◆ BRIEF: Without changing anything, output the records below.

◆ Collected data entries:
- - -

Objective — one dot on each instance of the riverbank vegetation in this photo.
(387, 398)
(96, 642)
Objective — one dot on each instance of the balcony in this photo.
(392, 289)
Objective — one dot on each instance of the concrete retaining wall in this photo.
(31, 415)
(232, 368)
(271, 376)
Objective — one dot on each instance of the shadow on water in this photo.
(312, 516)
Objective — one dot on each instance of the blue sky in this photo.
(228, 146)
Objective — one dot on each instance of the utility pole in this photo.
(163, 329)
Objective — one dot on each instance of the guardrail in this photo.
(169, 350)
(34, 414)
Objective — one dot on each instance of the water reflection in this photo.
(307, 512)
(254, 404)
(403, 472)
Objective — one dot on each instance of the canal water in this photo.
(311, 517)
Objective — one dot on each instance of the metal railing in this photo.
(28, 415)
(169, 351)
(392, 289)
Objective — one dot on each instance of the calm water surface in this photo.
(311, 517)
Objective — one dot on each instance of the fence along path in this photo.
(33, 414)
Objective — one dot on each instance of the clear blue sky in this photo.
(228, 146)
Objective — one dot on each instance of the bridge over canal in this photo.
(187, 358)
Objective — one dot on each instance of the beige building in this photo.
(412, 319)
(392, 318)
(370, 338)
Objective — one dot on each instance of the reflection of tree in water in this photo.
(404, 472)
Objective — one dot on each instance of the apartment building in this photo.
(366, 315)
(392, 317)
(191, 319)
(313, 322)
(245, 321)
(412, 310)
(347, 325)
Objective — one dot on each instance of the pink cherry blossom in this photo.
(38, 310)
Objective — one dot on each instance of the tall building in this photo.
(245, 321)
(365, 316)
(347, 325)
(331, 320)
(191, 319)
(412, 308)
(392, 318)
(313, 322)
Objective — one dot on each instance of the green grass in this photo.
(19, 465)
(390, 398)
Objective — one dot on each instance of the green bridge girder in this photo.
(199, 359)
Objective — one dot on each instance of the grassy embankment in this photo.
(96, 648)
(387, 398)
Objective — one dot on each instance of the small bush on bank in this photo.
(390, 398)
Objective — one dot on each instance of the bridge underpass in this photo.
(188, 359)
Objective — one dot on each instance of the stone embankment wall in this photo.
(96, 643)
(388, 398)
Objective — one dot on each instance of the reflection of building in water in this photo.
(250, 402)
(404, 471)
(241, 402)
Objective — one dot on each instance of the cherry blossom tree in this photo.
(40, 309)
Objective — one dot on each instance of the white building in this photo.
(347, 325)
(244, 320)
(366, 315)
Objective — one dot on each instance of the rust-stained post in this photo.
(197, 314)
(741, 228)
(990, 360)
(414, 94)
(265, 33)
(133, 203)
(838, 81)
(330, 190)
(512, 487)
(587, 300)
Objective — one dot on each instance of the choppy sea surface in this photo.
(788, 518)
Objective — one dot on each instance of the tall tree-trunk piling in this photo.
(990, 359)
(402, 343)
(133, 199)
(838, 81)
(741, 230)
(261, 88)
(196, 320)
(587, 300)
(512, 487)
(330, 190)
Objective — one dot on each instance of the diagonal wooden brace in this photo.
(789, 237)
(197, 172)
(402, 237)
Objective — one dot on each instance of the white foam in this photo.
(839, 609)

- - -

◆ EXERCISE SOLUTION:
Objective — one dot on each instance of the riverbank vegetation in this photo.
(387, 398)
(96, 642)
Objective — one dot on each instance of the balcony in this photo.
(392, 289)
Objective — one dot on each instance of the concrete retaining wall in this photo.
(31, 415)
(232, 368)
(271, 376)
Objective — one dot on each instance of the shadow on water in this photo.
(312, 516)
Objective — one dot on each instance of the blue sky in this photo.
(228, 146)
Objective — one dot on each instance of the utility pole in this photo.
(163, 329)
Objective — one dot on each instance of the guardrail in this photo.
(169, 350)
(34, 414)
Objective — one dot on each instance of the water reflection in this photo.
(307, 512)
(254, 404)
(403, 472)
Objective — one dot on each instance of the canal water in this photo.
(311, 517)
Objective — one dot on each instance of the metal railing in this photo.
(28, 415)
(169, 351)
(392, 289)
Objective — one dot on each instance of the calm water surface in this photo.
(311, 517)
Objective — one dot on each instance of the fence along path in this photo.
(33, 414)
Objective — one dot on each instance of the clear blue sky in this photo.
(228, 146)
Objective — one dot on each instance of the bridge over canal in this photo.
(187, 358)
Objective — one dot on each instance of the beige building in this photo.
(412, 319)
(392, 318)
(370, 338)
Objective — one dot on each instance of the reflection of tree in water in this photo.
(404, 472)
Objective — one dot on each instance of the apartment building in this photo.
(366, 315)
(392, 317)
(191, 319)
(313, 322)
(245, 321)
(412, 310)
(347, 325)
Objective — one dot on each instance of the pink cherry blossom in this photo.
(38, 310)
Objective — one dot on each instance of the tall building in this photo.
(245, 321)
(365, 316)
(347, 325)
(331, 320)
(191, 319)
(412, 308)
(392, 318)
(313, 322)
Objective — one dot on each instance of the green grass in this photo.
(19, 465)
(390, 398)
Objective — one dot on each instance of the green bridge girder in this photo.
(199, 359)
Objective — one dot on each instance of the grassy embankment in this photo.
(96, 648)
(387, 398)
Objective — one dot on each instance of the small bush on bank in this photo.
(390, 398)
Objective — one dot on each instance of the bridge underpass in this photo.
(188, 359)
Objective — one dot on each instance of the stone embankment wall in this photo.
(96, 643)
(388, 398)
Objective — one dot on each instance of the reflection of building in water in this photo.
(250, 402)
(404, 471)
(241, 402)
Objective — one dot on each instance of the cherry blossom tree in this photo.
(40, 309)
Objective — one dot on each instance of the white building in this photo.
(347, 325)
(244, 320)
(366, 315)
Objective — one dot on each instance of the rust-stained post in this photo.
(197, 314)
(741, 228)
(990, 360)
(414, 94)
(265, 33)
(133, 203)
(838, 81)
(330, 190)
(512, 487)
(587, 300)
Objective — one dot on each instance of the choppy sea surface in this photo.
(788, 518)
Objective — one dot on each instance of the tall tree-trunk piling in this photo.
(990, 359)
(402, 343)
(133, 199)
(838, 81)
(741, 230)
(261, 88)
(196, 320)
(587, 300)
(512, 487)
(330, 190)
Objective — one dot on each instance of the diagonal wooden brace in this photo.
(789, 237)
(197, 172)
(402, 237)
Objective — one dot on each instance of the white foam in this photo.
(839, 609)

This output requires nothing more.